> [Work item] Give again, word for word, every line in the entries below from the line with "the roof ridge." up to and including the line with "the stone tower.", and no other line.

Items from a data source
───

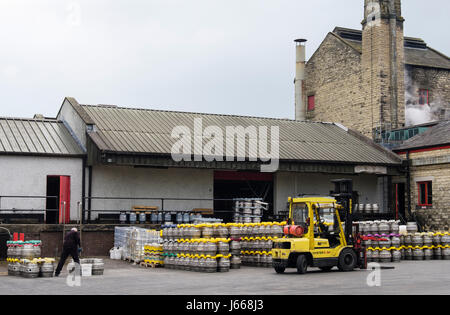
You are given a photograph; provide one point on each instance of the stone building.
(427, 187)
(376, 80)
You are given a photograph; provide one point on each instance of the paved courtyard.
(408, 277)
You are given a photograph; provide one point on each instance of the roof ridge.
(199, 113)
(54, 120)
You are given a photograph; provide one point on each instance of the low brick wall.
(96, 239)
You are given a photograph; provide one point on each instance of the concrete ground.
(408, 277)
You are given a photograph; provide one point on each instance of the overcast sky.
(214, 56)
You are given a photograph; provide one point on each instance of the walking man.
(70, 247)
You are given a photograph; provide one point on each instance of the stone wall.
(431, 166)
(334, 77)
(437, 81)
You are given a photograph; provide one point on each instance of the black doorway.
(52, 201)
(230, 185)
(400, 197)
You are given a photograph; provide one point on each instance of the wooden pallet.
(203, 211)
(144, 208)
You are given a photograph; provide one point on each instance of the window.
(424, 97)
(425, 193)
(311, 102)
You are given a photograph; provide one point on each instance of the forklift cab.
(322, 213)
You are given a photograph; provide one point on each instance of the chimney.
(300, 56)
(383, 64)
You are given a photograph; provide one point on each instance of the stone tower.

───

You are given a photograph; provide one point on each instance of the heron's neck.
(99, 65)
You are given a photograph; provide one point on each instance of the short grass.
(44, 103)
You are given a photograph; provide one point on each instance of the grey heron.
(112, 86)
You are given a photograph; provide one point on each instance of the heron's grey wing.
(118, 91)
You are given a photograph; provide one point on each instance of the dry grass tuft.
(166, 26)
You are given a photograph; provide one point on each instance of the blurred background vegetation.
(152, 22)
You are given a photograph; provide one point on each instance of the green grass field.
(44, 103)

───

> [Written reply]
You are given a photograph; provide one point on each instance of the roof ridge.
(199, 113)
(54, 120)
You are given a photograph; provide one point on each instance of the low brick wall.
(96, 239)
You are given a photograph; provide one point on each instance of the concrete ground.
(408, 277)
You are given a photograph; provide one point on each instance of the overcast sky.
(214, 56)
You are given a photograph; provide one point on each instance of the walking man.
(70, 247)
You are given a photograph; provide one point on each instance of the stone wall.
(431, 166)
(334, 77)
(437, 81)
You are given a photograph; provide one point on each instance of the black doorway.
(52, 201)
(230, 185)
(400, 197)
You are given a photograph; provide one point on each instance of the wooden pallet.
(203, 211)
(144, 208)
You are given a photograph; provide one point on each instance of the window.
(424, 97)
(425, 193)
(311, 102)
You are given a photograph; provide one point on each instance of the forklift cab.
(322, 213)
You are given a photograph; provide one point on each instance of the chimney.
(300, 56)
(383, 64)
You are given a photograph; provide one point on each instance of the stone tower.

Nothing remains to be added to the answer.